Information provided
*** Block opens ***
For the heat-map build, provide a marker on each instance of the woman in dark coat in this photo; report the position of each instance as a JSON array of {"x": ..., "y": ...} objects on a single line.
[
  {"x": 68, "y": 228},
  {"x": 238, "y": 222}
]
*** Block closes ***
Directions for this task
An exact copy of all the records above is the required answer.

Result
For the heat-map build, provide a marker on each instance of the woman in dark coat in this photo; report the position of each instance as a JSON array of {"x": ..., "y": ...} objects on a single line.
[
  {"x": 68, "y": 228},
  {"x": 238, "y": 222}
]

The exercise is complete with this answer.